▸ Request A:
Reproduce the AAM excerpt between "This action today" and "AAM's 2011 outlook.", inclusive, swapping "threshold" for "limit".
▸ Request B:
According to the AAM excerpt, where is the e-AAM Driveline System AB joint venture located?

───── Source extract ─────

The exciting new products featured in the EcoTrac brand break new ground in fuel optimization, electronic sophistication, and light-weight design.
This includes the following.
One, electric all wheel drive systems, or e-all wheel drive, from a strategic investment in our new e-AAM Driveline System AB joint venture in Trollhattan, Sweden.
AAM's e-all wheel drive systems are designed to improve fuel efficiency up to 30% and reduce CO2 emission.
In addition to providing all wheel drive capability, AAM's e-all wheel drive systems are differentiated from the competition by unique and proprietary attributes that improve safety, ride and handling performance.
AAM's e-all wheel drive systems will be featured in the next generation of Saab vehicles beginning in 2012.
Global customer response to this system has been very strong.
We're excited about the opportunity to introduce this innovative technology as part of our global product programs in the future and to help our customers.
Second, AAM's EcoTrac all wheel drive system enables a vehicle manufacturer to offer a passenger car or cross-over vehicle with an all-wheel drive option that minimizes the impact of fuel economy and emissions -- reducing emissions, when compared to a front wheel drive normal vehicle.
The EcoTrac system allows the all-wheel drive vehicle to utilize its primary drive system, the front wheels, when all wheel drive is not required.
Vehicles equipped with the advanced fuel economy optimization system can automatically transition to all-wheel drive, transparent and seamless to the driver, and when the vehicle senses the AWD may be necessary.
AAM's EcoTrac all-wheel drive system will be featured on a major global passenger car and cross-over vehicle program beginning next year, 2012.
This is a non-GM program and supports our customer diversification efforts.
Third point is AAM's EcoTrac high efficiency axles, representing a new standard in axle efficiency, taking advantage of proprietary technologies that optimize design and lubrication efficiency.
Innovations in AAM's new axles include our power dense hypoid designs, gear finishes, high efficiency bearings and our proprietary lubricant.
Power film and the combination of these advanced technologies can reduce axle-related energy losses by a whopping 50%.
Let me now comment on another important announcement.
Today, AAM's Board of Directors has amended and restated AAM's Stockholder's Rights agreement.
AAM had previously amended this rights plan in 2009 to preserve the long-term value and availability of AAM's net operating losses on carry-forward NOL's and related tax benefits.
This action today was determined to be appropriate, as a result of the favorable impact of first, improved business conditions and second, actions we have taken to accelerate the realization of AAM's deferred tax assets.
The modification to AAM's rights plan include increasing the beneficial ownership threshold, sometimes called the rights plan trigger, from 4.99% to 15% of AAM's outstanding shares of common stock.
We believe this is the best interest of AAM, our stockholders, and all relevant stake holders.
Before I turn it over, ladies and gentlemen, to Mike, let me wrap up by making a few closing remarks, beginning with AAM's 2011 outlook.
We believe global economic and market conditions will continue to stabilize and improve during 2011.

───── Data section ─────

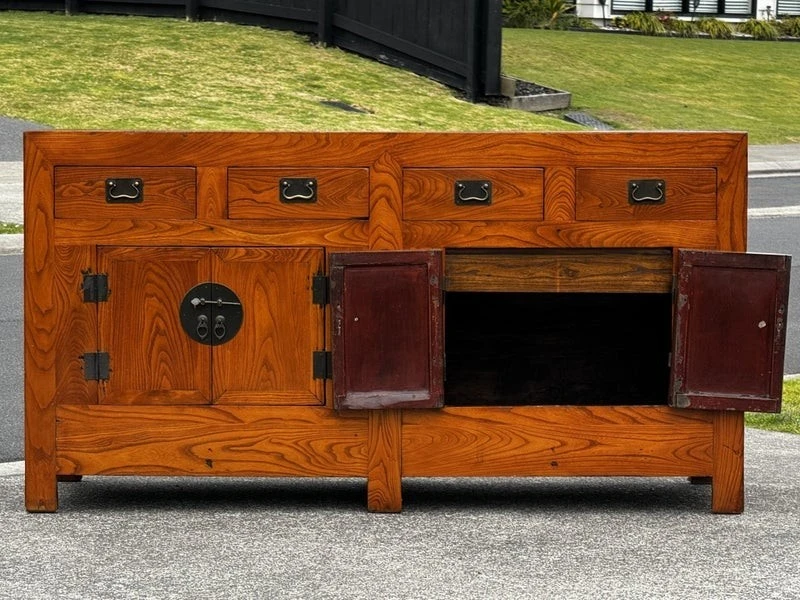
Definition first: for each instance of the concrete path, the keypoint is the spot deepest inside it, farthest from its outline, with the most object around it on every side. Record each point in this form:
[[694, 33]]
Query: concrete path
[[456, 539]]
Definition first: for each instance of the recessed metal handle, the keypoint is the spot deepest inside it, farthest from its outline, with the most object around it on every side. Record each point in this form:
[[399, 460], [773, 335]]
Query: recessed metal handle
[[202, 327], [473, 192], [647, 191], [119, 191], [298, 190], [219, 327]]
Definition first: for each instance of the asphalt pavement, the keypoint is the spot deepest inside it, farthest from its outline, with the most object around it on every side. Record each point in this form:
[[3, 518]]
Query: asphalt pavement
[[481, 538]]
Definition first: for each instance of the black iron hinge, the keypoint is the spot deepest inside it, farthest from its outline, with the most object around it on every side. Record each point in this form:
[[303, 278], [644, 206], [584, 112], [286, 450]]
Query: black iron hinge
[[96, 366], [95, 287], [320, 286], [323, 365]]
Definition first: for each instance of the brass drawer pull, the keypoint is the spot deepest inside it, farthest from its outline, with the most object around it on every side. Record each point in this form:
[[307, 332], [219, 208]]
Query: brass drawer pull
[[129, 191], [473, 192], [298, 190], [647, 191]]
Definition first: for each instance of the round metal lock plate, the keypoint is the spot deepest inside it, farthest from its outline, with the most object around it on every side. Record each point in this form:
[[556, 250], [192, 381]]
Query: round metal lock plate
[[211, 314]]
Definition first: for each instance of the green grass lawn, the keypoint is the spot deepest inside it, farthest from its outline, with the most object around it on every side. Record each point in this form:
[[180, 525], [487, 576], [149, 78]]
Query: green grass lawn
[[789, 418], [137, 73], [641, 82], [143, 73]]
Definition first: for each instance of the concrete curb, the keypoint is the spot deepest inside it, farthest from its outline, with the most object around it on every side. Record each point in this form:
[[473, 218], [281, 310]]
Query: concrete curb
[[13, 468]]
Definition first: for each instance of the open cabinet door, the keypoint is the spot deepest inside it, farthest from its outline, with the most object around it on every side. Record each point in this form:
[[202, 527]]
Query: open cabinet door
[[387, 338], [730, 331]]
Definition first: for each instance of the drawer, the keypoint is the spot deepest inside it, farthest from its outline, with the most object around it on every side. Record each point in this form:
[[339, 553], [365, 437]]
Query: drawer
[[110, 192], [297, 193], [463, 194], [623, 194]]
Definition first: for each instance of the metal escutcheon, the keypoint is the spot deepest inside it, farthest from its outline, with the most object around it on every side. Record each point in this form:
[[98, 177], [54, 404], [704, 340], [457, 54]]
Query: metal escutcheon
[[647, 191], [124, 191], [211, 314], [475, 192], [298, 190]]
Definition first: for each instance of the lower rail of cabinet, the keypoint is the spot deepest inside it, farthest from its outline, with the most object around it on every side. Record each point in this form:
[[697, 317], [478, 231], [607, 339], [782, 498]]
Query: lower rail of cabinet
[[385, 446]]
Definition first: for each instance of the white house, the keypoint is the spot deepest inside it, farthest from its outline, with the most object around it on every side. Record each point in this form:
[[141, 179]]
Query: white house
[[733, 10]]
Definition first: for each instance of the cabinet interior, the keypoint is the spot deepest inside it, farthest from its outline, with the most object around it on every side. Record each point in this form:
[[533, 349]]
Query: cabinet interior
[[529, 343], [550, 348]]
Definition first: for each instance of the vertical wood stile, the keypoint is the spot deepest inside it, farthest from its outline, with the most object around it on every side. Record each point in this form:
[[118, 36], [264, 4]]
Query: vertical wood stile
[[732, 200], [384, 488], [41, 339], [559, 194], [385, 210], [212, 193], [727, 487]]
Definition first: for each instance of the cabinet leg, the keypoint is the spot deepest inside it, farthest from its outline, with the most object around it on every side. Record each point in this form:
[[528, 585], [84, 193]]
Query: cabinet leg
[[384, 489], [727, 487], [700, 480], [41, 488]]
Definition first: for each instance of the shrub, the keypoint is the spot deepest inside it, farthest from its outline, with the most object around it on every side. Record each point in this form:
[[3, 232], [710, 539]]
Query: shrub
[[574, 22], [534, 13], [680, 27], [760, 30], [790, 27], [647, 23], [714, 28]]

─────

▸ Task solution A:
This action today was determined to be appropriate, as a result of the favorable impact of first, improved business conditions and second, actions we have taken to accelerate the realization of AAM's deferred tax assets.
The modification to AAM's rights plan include increasing the beneficial ownership limit, sometimes called the rights plan trigger, from 4.99% to 15% of AAM's outstanding shares of common stock.
We believe this is the best interest of AAM, our stockholders, and all relevant stake holders.
Before I turn it over, ladies and gentlemen, to Mike, let me wrap up by making a few closing remarks, beginning with AAM's 2011 outlook.

▸ Task solution B:
Trollhattan, Sweden.